(Document text)
In the years that followed, trends in music changed. The British invasion began and the seeds of metal and rock were planted. As I listened, this new music seemed all too familiar. It was obvious from interviews with these British artists that there was a common thread that ran through their music. They too had been influenced by the artists I loved so much. Their music idols were the same as mine. During the next few years R&B/Soul music gained mainstream popularity. Little did I know there were kids like me all over the country, especially the Southeast, who were listening and enjoying it.

(Available data)
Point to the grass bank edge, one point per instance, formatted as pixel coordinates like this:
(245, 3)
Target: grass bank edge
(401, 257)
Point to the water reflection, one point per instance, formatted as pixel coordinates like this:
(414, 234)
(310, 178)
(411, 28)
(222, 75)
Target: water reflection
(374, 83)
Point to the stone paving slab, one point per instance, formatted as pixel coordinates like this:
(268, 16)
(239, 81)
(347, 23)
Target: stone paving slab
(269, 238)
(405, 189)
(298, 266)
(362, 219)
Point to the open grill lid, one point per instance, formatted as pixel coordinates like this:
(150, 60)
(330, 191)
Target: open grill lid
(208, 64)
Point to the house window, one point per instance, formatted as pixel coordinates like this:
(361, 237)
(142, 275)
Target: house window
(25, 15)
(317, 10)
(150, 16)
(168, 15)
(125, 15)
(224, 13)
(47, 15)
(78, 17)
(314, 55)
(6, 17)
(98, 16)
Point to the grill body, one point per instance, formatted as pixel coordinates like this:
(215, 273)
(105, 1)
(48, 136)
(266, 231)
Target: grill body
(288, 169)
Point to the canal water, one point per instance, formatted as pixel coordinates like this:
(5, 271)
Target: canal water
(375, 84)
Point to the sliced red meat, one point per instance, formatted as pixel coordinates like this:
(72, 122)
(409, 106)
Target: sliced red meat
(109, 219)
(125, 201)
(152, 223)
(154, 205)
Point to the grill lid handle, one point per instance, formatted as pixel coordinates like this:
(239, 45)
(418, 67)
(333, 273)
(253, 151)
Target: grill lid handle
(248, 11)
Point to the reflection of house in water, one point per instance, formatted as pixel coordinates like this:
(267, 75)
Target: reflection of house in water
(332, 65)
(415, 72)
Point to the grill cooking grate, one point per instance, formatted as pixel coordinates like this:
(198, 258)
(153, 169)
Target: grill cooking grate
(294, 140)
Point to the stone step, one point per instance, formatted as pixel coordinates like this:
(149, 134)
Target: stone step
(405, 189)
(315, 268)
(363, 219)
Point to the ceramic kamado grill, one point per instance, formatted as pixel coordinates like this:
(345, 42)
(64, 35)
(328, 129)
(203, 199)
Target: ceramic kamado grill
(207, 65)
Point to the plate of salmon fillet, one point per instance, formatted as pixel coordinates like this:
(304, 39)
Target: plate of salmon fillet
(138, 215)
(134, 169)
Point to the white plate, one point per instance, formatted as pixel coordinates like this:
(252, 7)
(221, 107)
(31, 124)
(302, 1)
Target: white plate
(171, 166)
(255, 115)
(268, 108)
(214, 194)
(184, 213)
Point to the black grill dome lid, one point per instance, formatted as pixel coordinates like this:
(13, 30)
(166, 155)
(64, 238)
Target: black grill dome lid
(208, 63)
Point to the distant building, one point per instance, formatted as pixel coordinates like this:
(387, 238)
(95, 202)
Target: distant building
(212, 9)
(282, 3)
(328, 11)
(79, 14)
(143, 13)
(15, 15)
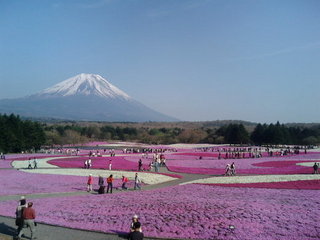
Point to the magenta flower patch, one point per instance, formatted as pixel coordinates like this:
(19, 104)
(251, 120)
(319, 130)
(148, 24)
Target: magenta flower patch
(304, 184)
(189, 211)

(Try it)
Please list every style of music named in the passage on changing music trends, as it appears in that passage.

(Answer)
metal
rock
R&B/Soul